(QUOTED PASSAGE)

Sunday, May 27 , 2018, 1:41 pm | Fair 65º

 
 
 
 

Diane Dimond: Parents Still Desperate for Answers in Annie McCann’s Death

When a child is murdered, the feeling that no one cares enough to find the truth only exacerbates the pain

How did 16-year-old honor student Annie McCann die? Her parents have been agonizing over that heart-wrenching question for too long. Definitive answers have been few, but these determined parents refuse to give up asking.

On Oct. 31, 2008, Annie left a note in her bedroom that mentioned suicide, but she had also added the hope-filled line: “But I realized I can start over, instead. ... If you really love me, you’ll let me go.” Then, she inexplicably ran away, taking $1,000 in cash, jewelry and the family Volvo. It was a shock to Mary Jane and Dan McCann, whose daughter was a devout Catholic, quiet and studious — a child who had never given them any trouble.

Two excruciating days later, the McCanns got a phone call informing them Annie’s body had been found at a housing project in Baltimore, about 70 miles from their home. They were dumbfounded.

The Maryland medical examiner ultimately declared Annie’s death was due to lidocaine poisoning and concluded she had ingested the bottle of Bactine she carried to treat her newly pierced ears. The company that makes Bactine, along with a well-known medical examiner, Dr. Michael Baden, would both later declare that drinking one bottle would never be fatal.

(End QUOTED PASSAGE)
(DATA TO EXAMINE)

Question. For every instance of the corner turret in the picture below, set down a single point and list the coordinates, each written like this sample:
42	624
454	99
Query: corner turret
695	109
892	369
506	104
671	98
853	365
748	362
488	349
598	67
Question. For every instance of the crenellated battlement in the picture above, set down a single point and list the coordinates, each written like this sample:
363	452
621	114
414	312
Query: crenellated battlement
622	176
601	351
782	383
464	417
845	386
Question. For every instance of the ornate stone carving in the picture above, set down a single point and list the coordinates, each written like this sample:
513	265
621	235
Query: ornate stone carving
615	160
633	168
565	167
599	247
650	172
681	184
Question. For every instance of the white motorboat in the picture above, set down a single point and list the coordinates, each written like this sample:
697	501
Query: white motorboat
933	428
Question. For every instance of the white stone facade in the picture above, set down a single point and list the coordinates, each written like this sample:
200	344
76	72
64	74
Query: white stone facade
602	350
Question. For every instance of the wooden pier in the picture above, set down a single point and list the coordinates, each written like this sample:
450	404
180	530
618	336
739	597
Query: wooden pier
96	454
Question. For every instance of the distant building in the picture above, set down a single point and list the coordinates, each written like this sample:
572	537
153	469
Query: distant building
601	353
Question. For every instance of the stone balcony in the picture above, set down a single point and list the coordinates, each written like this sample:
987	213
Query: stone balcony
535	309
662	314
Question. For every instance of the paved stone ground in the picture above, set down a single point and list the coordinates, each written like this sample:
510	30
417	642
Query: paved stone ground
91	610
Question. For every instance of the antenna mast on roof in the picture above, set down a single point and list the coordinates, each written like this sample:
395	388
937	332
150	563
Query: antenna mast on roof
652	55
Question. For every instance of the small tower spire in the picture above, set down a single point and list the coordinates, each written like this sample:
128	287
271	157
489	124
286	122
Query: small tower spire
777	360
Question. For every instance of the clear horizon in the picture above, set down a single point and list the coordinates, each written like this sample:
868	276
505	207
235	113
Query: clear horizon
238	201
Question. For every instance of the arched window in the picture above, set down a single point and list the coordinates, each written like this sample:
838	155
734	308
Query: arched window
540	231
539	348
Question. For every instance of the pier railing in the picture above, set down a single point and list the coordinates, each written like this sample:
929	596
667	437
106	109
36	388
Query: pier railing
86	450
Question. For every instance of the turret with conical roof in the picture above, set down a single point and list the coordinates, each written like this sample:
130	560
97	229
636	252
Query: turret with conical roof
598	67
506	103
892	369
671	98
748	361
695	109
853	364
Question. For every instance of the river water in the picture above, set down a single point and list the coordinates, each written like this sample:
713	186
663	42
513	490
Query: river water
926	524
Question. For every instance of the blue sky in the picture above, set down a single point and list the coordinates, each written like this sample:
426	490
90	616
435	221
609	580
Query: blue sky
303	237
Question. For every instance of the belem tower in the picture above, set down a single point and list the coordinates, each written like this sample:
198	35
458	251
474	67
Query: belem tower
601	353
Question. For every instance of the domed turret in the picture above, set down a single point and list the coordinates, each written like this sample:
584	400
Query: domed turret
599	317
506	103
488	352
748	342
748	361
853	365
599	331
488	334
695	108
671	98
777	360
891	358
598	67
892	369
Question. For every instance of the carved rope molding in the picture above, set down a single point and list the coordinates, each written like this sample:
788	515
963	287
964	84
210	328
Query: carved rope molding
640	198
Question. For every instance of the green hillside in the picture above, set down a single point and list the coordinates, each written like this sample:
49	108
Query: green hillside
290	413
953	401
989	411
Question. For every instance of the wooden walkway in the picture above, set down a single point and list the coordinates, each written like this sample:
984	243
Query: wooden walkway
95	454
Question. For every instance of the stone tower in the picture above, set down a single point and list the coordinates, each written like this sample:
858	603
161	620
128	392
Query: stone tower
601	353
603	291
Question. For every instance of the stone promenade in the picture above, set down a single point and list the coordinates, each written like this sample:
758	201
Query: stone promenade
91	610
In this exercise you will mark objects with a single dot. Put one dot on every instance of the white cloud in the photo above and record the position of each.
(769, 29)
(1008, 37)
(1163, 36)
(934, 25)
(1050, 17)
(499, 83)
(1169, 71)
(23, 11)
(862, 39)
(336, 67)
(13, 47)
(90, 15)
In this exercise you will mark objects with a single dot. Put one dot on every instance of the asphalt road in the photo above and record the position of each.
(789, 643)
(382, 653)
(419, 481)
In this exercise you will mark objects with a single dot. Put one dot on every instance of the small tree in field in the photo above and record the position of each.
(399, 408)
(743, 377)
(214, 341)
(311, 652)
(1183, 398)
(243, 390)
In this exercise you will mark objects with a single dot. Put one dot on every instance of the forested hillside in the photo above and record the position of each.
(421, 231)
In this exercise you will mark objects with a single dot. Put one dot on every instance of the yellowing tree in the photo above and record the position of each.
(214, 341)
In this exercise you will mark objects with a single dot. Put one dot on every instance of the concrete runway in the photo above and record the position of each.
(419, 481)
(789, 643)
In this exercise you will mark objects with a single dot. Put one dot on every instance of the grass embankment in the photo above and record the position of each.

(End DATA TO EXAMINE)

(WHAT THE TASK ASKS)
Output the complete article about Annie McCann's death word for word, from start to finish. Rely only on the article about Annie McCann's death, not on the items.

(OUTPUT OF THE TASK)
Sunday, May 27 , 2018, 1:41 pm | Fair 65º

 
 
 
 

Diane Dimond: Parents Still Desperate for Answers in Annie McCann’s Death

When a child is murdered, the feeling that no one cares enough to find the truth only exacerbates the pain

How did 16-year-old honor student Annie McCann die? Her parents have been agonizing over that heart-wrenching question for too long. Definitive answers have been few, but these determined parents refuse to give up asking.

On Oct. 31, 2008, Annie left a note in her bedroom that mentioned suicide, but she had also added the hope-filled line: “But I realized I can start over, instead. ... If you really love me, you’ll let me go.” Then, she inexplicably ran away, taking $1,000 in cash, jewelry and the family Volvo. It was a shock to Mary Jane and Dan McCann, whose daughter was a devout Catholic, quiet and studious — a child who had never given them any trouble.

Two excruciating days later, the McCanns got a phone call informing them Annie’s body had been found at a housing project in Baltimore, about 70 miles from their home. They were dumbfounded.

The Maryland medical examiner ultimately declared Annie’s death was due to lidocaine poisoning and concluded she had ingested the bottle of Bactine she carried to treat her newly pierced ears. The company that makes Bactine, along with a well-known medical examiner, Dr. Michael Baden, would both later declare that drinking one bottle would never be fatal.